(Set of tasks)
1. In the forum thread about ENArsenal, what month is ENArsenal: Whips set to be released?
2. List every line in the records that contains the string "carpet", matching case.

(Extract)
┌──

# EN Arsenal: It's ALIIIIIIIIIIIVE!



## Dextra

ENArsenal: Spiked Chain should be released by the end of this week, beginning of next at the latest (we're waiting for ONE piece of art, then will have to redo the layout, but other than that, it's ready).

Ryan Nock has a dozen pages of ENArsenal: Whips done, so it'll be released in August.

Which means if we want to keep up our monthly release schedule of ENAs, we'll need a manuscript for the next one by the time we release ENA: Whips (probably around GenCon), and another one in mid-September.  That'd give us sufficient time to commission art, to edit for mechanics and language, and to do the layout.  If you were thinking of writing an ENA, please contact Hound with what weapon you wish to cover and some ideas therefor.  If we like it, we'll send you a free rough copy of ENA:SC to get an idea of the format, and negotiate payment.

ENA:SC is 20 pages.  I think 16-32 pages is enough of a treatment for your average wepaon, although some may require more, some less.  Anyone wishing to contribute to MY book, ENArsenal: Sticks and Stones (to be released April 1st), is welcome to contact me directly.

_The ENArsenal splatbooks are a series dedicated to exploring the intricacies and variants of fantasy weaponry and its users.  They typically include prestige classes, a little background on the weapon, some magical and artifact versions of the weapon, and other cream and crunch to further develop the feel for the weapon.  ENPublishing welcomes submissions and suggestions from ENWorlders.  Submissions that are under 9 pages will be considered for publication in the ENWorld Gamer magazine.  Submissions 12 pages and up will be published as stand-alone products._


----------



## HellHound

After the collapse of my old email addresses (including blackhammer@dreadgazebo), I have lost the contact info on those working on ENArsenal projects.

Drop me an email - mjasonparent@ambient.ca - if you are involved, and I'll send you the rough PDF of Spiked Chain to work from.


----------



## Barendd Nobeard

If we're interested in working on a weapon, should we just discuss it here?  Or send it to Hellhound's email address?

└──

(Given records)

┌──

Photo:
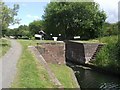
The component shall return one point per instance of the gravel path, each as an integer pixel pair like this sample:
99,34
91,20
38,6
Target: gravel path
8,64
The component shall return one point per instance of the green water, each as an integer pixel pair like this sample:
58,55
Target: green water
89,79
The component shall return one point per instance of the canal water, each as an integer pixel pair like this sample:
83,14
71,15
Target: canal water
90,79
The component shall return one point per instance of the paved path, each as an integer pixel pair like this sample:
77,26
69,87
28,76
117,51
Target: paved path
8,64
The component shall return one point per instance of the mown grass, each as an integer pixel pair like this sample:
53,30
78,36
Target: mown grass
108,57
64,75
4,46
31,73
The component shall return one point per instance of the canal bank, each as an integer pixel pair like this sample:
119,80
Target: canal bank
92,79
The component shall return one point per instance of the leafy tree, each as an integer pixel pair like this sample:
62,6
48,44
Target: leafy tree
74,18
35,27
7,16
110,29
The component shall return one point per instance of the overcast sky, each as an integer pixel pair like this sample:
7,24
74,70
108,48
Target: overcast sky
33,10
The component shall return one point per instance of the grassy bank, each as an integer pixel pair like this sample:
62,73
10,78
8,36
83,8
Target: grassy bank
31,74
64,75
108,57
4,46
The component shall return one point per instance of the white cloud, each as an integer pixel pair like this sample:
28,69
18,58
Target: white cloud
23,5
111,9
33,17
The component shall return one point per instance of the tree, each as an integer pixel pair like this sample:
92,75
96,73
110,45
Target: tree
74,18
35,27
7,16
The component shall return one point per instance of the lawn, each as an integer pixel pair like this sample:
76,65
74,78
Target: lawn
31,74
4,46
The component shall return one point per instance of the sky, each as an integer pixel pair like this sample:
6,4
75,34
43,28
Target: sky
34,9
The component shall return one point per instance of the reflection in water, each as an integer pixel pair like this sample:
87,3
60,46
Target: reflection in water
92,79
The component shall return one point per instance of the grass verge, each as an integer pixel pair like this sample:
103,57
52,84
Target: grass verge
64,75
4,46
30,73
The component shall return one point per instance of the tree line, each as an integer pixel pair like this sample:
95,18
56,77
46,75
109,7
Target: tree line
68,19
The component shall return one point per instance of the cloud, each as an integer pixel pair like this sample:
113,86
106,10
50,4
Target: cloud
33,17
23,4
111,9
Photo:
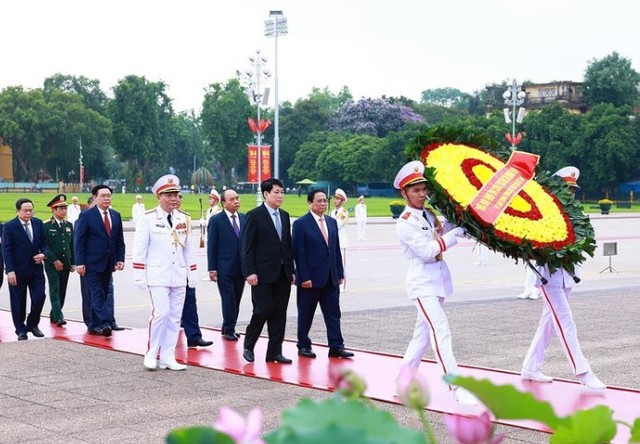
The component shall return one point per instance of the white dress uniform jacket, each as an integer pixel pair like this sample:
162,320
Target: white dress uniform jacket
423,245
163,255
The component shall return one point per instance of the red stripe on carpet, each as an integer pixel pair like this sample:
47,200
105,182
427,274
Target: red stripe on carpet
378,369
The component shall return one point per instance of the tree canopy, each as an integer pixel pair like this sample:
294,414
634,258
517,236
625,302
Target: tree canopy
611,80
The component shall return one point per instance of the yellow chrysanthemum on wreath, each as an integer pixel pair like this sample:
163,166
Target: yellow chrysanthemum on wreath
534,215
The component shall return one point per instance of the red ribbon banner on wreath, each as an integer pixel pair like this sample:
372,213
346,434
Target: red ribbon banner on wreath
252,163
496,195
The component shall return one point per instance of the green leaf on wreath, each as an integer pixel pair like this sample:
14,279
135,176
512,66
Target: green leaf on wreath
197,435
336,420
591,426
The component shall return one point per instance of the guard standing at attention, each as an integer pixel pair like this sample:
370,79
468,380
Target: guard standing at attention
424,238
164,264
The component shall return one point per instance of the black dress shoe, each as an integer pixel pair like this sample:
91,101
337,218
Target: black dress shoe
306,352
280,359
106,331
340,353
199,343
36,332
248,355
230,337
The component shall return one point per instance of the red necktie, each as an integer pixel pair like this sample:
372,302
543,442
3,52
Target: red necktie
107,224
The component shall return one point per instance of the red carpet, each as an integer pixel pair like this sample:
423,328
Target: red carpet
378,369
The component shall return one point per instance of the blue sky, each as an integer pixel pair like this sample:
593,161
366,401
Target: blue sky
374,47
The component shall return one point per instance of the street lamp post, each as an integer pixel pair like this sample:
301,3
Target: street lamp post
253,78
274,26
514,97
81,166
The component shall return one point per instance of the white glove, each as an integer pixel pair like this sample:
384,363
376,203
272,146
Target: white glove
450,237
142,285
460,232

└──

(Task-by-task answers)
1. August

2.
The component shall return one point per instance of the red stripe on carpet, each as an integer pixel pair like this sample:
Target: red stripe on carpet
The component shall return one point per instance of the red carpet, each as an integer pixel pair like this sample:
Target: red carpet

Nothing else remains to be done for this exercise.